Рисовать = обладать

Как Алекс Хаткевич избежал смертной казни и попал в психиатрическую больницу, где стал рисовать картины — а журналист Иван Козлов рассказал его историю
Текст «Сорок четыре солнца» в июне 2022 года совместно опубликовали издания «Новая вкладка» и «Звезда». Это история Алекса Хаткевича — рижанина, которого в конце 1980-х годов поместили на принудительное лечение в психиатрическую больницу, и там он стал рисовать. Его картины стоят тысячи евро и попадают на выставки и в частные коллекции по всему миру. После перенесенного ковида Хаткевич лишился ноги, и его перевели на более мягкий режим. Там он рисовать перестал. «Докдрама» публикует пересказ материала и беседу с его автором Иваном Козловым о том, как Иван этот текст делал.

Журналист или пиар-менеджер

В 2011 году преподавательницу художественной школы в Калининградской области Александру Мигунову-Тиханюк пригласили в город Черняховск на конференцию, посвященную детским рисункам. Мероприятие не предвещало ничего особенного — обычно на таких событиях большинство работ подготовлены к разным школьным конкурсам, во многих чувствуется рука преподавателя.

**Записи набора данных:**

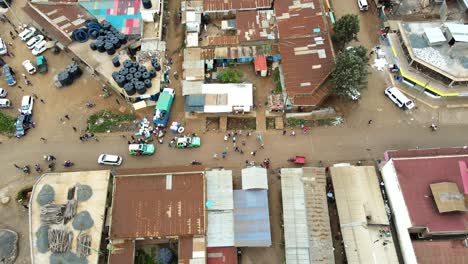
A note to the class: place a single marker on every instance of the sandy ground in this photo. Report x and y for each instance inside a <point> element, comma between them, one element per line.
<point>354,140</point>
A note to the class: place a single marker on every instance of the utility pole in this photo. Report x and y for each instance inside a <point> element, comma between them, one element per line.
<point>13,12</point>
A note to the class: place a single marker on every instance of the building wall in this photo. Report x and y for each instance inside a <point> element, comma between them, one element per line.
<point>399,212</point>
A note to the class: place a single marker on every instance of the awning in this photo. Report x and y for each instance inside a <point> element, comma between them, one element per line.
<point>260,63</point>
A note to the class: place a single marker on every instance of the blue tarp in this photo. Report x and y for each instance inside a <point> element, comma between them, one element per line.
<point>251,218</point>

**РАБОЧЕЕ ЗАДАНИЕ:** Выведите без изменений фрагмент исходного текста, который открывается словами «Как Алекс Хаткевич» и завершается словами «этот текст делал.».

**РЕШЕНИЕ:**
Как Алекс Хаткевич избежал смертной казни и попал в психиатрическую больницу, где стал рисовать картины — а журналист Иван Козлов рассказал его историю
Текст «Сорок четыре солнца» в июне 2022 года совместно опубликовали издания «Новая вкладка» и «Звезда». Это история Алекса Хаткевича — рижанина, которого в конце 1980-х годов поместили на принудительное лечение в психиатрическую больницу, и там он стал рисовать. Его картины стоят тысячи евро и попадают на выставки и в частные коллекции по всему миру. После перенесенного ковида Хаткевич лишился ноги, и его перевели на более мягкий режим. Там он рисовать перестал. «Докдрама» публикует пересказ материала и беседу с его автором Иваном Козловым о том, как Иван этот текст делал.